With the year end in sight, employers are looking back on a tumultuous 2020 and preparing for more labor law changes in 2021. This year at the National Labor Relations Board (NLRB), companies saw a lot of positive change from a management perspective. Election rule changes gave employers some breathing room on the union avoidance front, and the NLRB exercised restraint in relaxing its enforcement standards against employers during the pandemic. But as the new year approaches, a union-friendly administration waits in the wings, presenting a real possibility that the positive change for employers may be coming to an end.
Employer-Friendly Election Rules
2020 saw the NLRB's much maligned ambush election rules scrapped, in part, and replaced with employer-friendly rules. The ambush election rules had resulted in truncated campaign periods that left employers at a disadvantage. The new rules, while not without their own challenges, extend the period of time between the filing of a representation petition and the election. Employers can look forward to 2021 knowing the new rules will give them more time to combat a union organizing drive.

┄┄┄┄┄┄┄┄┄┄┄┄┄┄┄┄┄┄┄┄

Copy the passage on NLRB labor law changes word for word, everything from "With the year" down to "coming to an end.".

(Stored data)
┄┄┄┄┄┄┄┄┄┄┄┄┄┄┄┄┄┄┄┄

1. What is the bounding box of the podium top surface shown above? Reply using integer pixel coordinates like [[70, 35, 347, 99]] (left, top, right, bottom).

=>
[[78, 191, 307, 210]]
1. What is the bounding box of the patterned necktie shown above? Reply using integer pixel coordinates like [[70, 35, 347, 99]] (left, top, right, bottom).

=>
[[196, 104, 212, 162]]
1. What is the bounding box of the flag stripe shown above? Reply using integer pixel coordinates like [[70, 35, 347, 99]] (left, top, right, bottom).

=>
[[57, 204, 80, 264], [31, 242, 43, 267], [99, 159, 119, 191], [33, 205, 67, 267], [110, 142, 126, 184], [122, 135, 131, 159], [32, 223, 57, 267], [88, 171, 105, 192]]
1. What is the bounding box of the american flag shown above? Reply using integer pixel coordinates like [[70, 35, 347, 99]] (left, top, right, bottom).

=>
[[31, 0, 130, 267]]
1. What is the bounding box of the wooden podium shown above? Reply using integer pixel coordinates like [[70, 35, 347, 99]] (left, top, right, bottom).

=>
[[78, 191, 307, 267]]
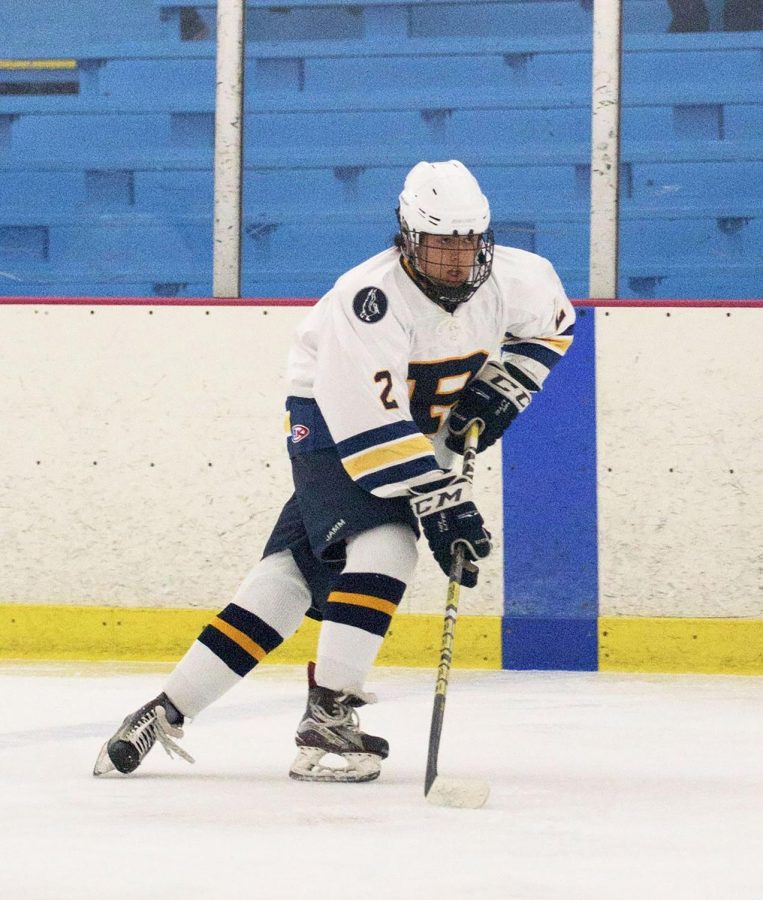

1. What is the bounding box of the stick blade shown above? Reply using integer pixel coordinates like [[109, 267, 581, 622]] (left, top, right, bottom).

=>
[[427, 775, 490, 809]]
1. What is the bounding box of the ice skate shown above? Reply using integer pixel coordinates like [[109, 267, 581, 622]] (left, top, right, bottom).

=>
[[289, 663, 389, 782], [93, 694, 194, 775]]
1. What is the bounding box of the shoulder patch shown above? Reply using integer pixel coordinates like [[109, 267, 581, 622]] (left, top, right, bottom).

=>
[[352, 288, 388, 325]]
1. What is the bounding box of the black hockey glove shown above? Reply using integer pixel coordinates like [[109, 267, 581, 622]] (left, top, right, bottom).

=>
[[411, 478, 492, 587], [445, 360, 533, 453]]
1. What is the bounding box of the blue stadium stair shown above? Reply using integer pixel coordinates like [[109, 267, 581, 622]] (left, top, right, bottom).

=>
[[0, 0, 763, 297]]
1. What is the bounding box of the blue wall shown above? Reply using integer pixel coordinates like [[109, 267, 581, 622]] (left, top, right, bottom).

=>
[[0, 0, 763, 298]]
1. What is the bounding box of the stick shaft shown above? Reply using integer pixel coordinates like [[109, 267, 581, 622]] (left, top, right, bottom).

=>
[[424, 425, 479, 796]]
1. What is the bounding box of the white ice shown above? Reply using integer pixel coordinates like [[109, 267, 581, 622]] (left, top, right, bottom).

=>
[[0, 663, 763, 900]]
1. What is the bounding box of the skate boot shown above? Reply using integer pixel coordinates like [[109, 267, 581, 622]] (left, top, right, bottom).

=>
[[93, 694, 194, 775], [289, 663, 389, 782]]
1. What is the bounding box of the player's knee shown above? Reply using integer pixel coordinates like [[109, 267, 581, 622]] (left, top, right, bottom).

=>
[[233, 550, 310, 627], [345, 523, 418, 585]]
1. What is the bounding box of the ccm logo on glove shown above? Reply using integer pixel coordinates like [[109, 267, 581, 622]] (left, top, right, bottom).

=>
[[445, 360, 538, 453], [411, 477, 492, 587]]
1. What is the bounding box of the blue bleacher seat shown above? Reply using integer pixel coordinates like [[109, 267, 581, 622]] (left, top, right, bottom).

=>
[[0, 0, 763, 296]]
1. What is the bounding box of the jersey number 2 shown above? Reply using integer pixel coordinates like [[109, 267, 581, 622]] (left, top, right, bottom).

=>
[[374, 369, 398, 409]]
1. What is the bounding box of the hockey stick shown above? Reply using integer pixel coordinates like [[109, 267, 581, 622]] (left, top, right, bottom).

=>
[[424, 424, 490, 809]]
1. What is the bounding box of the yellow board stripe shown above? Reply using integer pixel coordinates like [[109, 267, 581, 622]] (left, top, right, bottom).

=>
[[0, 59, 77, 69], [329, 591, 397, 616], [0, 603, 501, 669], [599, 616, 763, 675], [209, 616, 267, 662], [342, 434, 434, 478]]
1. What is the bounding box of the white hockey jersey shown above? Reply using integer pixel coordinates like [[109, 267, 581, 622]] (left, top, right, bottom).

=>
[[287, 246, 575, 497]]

┄┄┄┄┄┄┄┄┄┄┄┄┄┄┄┄┄┄┄┄

◆ **Exercise solution**
With the year end in sight, employers are looking back on a tumultuous 2020 and preparing for more labor law changes in 2021. This year at the National Labor Relations Board (NLRB), companies saw a lot of positive change from a management perspective. Election rule changes gave employers some breathing room on the union avoidance front, and the NLRB exercised restraint in relaxing its enforcement standards against employers during the pandemic. But as the new year approaches, a union-friendly administration waits in the wings, presenting a real possibility that the positive change for employers may be coming to an end.